BEGIN SELECTED EXTRACT
Is the US economy lost?

 

The questions are simple, but the answers they invoke may be extremely complex!

1) What should the U.S. do in order to recover from that fraudulent Derivatives Market that got us here in the first place?

2) Is there a way to save the economy to prevent a depression, and what would it take?

3) Are there other imminent crises approaching, and will those crises have the potential to totally disfigure our economy forever?

Robert David Steele Vivas. 

“Restore integrity to the electoral system and thence to governance. That is why I ran for President briefly (see We the People Reform Coalition for the obvious ideas — all it takes is intelligence with integrity), and why I personally checked out every other Presidential candidate. Ron Paul and Dennis Kucinich are “controlled opposition” and used to keep the honest inside the corrupt party walls.

The USA is a two-party tyranny, and what I discovered is that not a single other “third party” candidate — Rocky Anderson, Gary Johnson, Jill Stein specifically — was willing to join a coaliton of “all of us” demanding electoral reform — they are all still wrapped up in their smaller egos and identities.

As best I can tell, the fix is in, the election will be stolen nine different ways, but Obama has received a deal an order of magnitude better than the deal Al Gore accepted to roll over and play dead in 2000, so odds are that Obama will be going back to Chicago in January 2013.  I had really thought Cheney would wake everyone up — yet here today, 935 documented lies later, the neocons are alive and well.

I realized Obama was a fraud the moment he appointed Rahm Emanuel as Chief of Staff. The U.S. public is paying the price for allowing itself to be dumbed down and shut out. Occupy had a chance but was very quickly fragmented and bribed into the sidelines. Most if not all of the preconditions for revolution exist in the USA.
END SELECTED EXTRACT
BRIEF A => According to the piece on the U.S. economy, what appointment made the writer realize Obama was a fraud?
The piece on the U.S. economy has no connection to the listing that follows it.
BEGIN RECORDS FOR THIS TASK
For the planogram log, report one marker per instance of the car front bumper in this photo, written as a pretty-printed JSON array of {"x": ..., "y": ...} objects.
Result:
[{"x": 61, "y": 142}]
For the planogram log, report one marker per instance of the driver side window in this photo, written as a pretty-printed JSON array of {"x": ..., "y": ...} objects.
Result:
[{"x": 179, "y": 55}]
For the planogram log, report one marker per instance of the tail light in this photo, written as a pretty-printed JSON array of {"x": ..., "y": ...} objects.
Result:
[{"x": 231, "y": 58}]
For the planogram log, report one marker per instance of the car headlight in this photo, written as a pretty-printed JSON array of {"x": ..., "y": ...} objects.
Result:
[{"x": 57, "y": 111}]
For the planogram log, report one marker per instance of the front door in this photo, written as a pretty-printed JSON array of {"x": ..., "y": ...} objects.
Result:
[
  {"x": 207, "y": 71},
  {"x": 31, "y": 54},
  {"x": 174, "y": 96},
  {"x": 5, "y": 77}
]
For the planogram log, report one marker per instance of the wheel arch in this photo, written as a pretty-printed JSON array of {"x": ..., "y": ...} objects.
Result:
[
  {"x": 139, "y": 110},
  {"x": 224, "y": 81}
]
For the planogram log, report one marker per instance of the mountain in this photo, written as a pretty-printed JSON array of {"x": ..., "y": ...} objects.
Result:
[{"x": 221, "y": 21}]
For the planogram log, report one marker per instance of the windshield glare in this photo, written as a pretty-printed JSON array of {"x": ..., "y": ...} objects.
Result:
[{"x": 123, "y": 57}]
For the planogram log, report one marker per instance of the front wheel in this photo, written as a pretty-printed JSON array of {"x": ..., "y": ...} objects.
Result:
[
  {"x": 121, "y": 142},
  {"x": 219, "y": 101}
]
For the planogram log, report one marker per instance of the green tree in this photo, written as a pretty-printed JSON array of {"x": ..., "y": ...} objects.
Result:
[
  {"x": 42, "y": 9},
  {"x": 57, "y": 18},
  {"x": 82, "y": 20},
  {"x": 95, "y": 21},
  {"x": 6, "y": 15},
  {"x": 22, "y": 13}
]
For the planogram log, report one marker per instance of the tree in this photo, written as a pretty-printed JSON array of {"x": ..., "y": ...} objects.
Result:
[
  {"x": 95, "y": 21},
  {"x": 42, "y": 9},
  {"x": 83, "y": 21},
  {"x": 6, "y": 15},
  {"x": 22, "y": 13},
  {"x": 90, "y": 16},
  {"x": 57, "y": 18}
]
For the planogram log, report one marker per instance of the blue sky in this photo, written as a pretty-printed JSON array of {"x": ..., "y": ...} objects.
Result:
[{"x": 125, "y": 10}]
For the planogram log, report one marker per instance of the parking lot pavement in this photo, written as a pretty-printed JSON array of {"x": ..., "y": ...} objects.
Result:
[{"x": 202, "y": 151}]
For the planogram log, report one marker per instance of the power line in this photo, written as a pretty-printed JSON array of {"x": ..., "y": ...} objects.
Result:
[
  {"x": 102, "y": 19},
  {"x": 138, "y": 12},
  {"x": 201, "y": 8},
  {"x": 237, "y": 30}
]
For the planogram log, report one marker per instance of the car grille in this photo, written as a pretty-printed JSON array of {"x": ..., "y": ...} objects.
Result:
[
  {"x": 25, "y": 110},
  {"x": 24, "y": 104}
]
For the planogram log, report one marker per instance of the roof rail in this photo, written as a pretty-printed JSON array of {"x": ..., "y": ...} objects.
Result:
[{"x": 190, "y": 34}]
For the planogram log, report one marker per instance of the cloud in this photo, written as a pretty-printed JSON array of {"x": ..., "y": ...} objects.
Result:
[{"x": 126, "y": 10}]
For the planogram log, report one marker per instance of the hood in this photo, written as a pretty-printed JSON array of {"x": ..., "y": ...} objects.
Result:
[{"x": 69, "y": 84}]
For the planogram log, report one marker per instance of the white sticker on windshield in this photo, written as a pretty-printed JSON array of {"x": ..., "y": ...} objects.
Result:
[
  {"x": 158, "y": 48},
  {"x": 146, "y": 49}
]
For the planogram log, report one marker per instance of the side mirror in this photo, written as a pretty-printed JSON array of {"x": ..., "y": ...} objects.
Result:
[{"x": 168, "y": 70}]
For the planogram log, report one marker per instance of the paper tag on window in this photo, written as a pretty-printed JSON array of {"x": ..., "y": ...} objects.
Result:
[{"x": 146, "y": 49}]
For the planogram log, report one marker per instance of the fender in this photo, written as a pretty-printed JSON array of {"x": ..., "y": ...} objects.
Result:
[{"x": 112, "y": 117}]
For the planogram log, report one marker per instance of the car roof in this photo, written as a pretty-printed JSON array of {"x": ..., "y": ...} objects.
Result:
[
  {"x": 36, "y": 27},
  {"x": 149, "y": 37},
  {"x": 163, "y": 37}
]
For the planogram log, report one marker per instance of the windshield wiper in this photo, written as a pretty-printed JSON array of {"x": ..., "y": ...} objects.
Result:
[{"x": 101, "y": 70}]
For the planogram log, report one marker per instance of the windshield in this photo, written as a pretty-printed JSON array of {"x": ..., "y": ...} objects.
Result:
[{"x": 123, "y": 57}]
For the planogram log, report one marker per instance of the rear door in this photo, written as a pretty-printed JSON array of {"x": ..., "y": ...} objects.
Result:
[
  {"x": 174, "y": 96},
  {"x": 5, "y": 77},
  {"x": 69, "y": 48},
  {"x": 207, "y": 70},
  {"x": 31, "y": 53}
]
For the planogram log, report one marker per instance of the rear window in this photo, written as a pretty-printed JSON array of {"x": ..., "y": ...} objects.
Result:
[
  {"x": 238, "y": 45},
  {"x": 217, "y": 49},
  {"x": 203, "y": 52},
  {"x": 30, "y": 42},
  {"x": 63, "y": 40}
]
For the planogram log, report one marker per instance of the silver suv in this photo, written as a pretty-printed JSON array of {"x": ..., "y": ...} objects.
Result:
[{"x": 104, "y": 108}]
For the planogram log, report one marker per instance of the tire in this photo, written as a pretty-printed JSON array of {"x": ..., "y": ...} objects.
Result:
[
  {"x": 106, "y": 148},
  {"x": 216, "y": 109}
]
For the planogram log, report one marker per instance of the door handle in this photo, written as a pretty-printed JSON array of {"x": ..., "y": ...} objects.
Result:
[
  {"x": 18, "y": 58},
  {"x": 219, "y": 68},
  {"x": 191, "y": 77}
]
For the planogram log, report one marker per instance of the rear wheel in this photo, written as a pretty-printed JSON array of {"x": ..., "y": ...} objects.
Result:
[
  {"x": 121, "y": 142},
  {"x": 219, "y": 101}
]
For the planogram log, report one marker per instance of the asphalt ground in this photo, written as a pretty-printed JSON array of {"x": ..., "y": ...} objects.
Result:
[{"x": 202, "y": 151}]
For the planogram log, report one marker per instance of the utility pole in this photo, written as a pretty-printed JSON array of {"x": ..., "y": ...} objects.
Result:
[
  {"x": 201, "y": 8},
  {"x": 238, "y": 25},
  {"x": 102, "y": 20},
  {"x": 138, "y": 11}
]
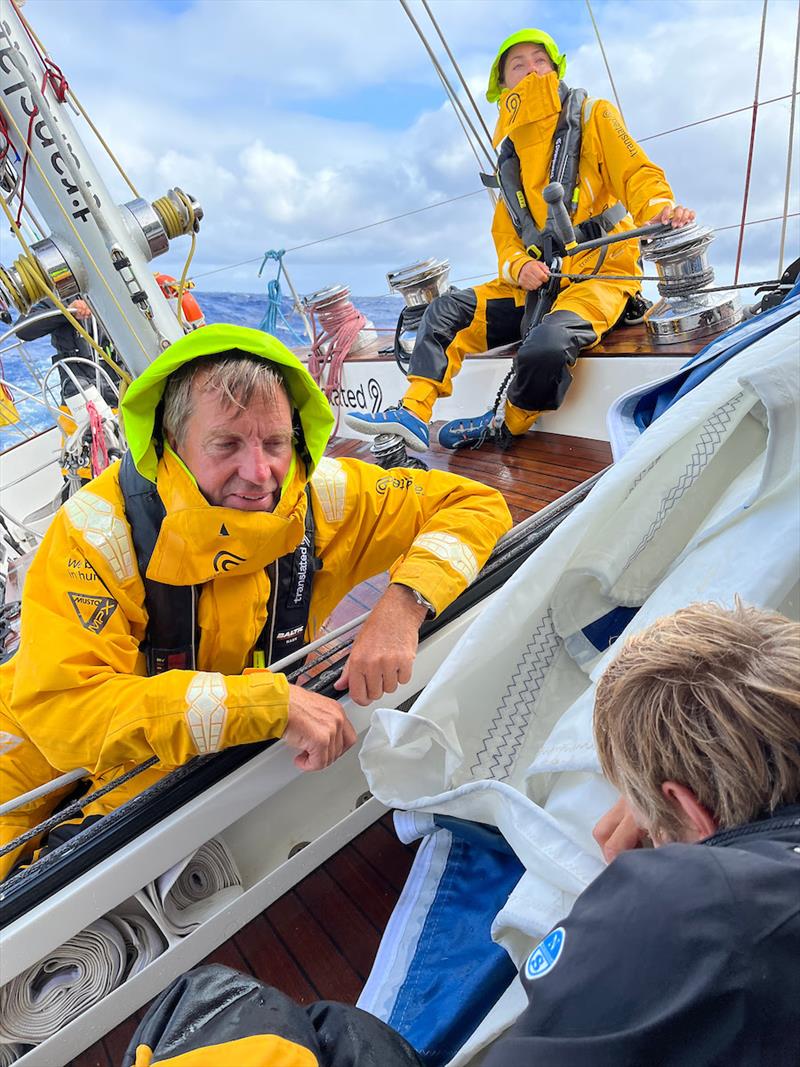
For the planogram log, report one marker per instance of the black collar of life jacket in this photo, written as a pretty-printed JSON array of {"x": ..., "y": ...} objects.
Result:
[
  {"x": 172, "y": 636},
  {"x": 565, "y": 159}
]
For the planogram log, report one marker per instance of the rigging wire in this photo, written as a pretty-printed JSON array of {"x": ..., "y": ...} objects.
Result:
[
  {"x": 752, "y": 142},
  {"x": 440, "y": 70},
  {"x": 492, "y": 194},
  {"x": 458, "y": 72},
  {"x": 710, "y": 118},
  {"x": 89, "y": 255},
  {"x": 788, "y": 150},
  {"x": 605, "y": 59},
  {"x": 346, "y": 233}
]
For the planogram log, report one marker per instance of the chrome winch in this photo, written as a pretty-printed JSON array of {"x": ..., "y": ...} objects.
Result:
[
  {"x": 686, "y": 309},
  {"x": 418, "y": 284}
]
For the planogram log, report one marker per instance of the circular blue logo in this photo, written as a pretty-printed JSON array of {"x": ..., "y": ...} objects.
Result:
[{"x": 546, "y": 954}]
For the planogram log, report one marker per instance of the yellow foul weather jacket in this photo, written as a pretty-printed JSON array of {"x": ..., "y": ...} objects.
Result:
[
  {"x": 612, "y": 168},
  {"x": 79, "y": 688}
]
END RECORDS FOR THIS TASK
BRIEF B => Carry over the listing lines from the one containing "of the utility" through the end of the listing, both included, with 26 added to every x and y coordinate in the results. Leave the pictures out.

WRITTEN REPLY A => The appointment of Rahm Emanuel as Chief of Staff.

WRITTEN REPLY B =>
For the planogram log, report one marker per instance of the utility pole in this photo, written as a pretty-printed JSON array of {"x": ..., "y": ...} objects.
Result:
[
  {"x": 227, "y": 34},
  {"x": 264, "y": 51},
  {"x": 128, "y": 46},
  {"x": 164, "y": 37}
]
For the planogram log, report one marker per instance of the black collar of life jacket in this photo, written as a pretty-printed JSON array of {"x": ..., "y": ...} objects.
Result:
[
  {"x": 198, "y": 662},
  {"x": 591, "y": 185}
]
For the planogram log, report one marker per instance of the rigging wire in this photo, written as a pretty-printed JSON array of {"x": ..., "y": ...} objects.
Result:
[
  {"x": 778, "y": 168},
  {"x": 466, "y": 96},
  {"x": 518, "y": 220},
  {"x": 484, "y": 98},
  {"x": 736, "y": 144},
  {"x": 115, "y": 281},
  {"x": 814, "y": 176},
  {"x": 631, "y": 85},
  {"x": 372, "y": 259}
]
For the planogram log, report one marker per instance of the chrome winch in this photo, written as a pretty-printed JSON array of {"x": ..., "y": ...} objects.
Result:
[
  {"x": 712, "y": 335},
  {"x": 444, "y": 310}
]
For the planogram log, report one marker per instance of the circular blue logo in this photo, written as a pretty-printed JSON array of {"x": ..., "y": ...} objects.
Result:
[{"x": 572, "y": 980}]
For the planogram log, report one marker per instance of the yellow foul weather jacket in this photo, written as a pretty-printed JSON array of {"x": ..., "y": ...} objects.
Result:
[
  {"x": 638, "y": 194},
  {"x": 105, "y": 714}
]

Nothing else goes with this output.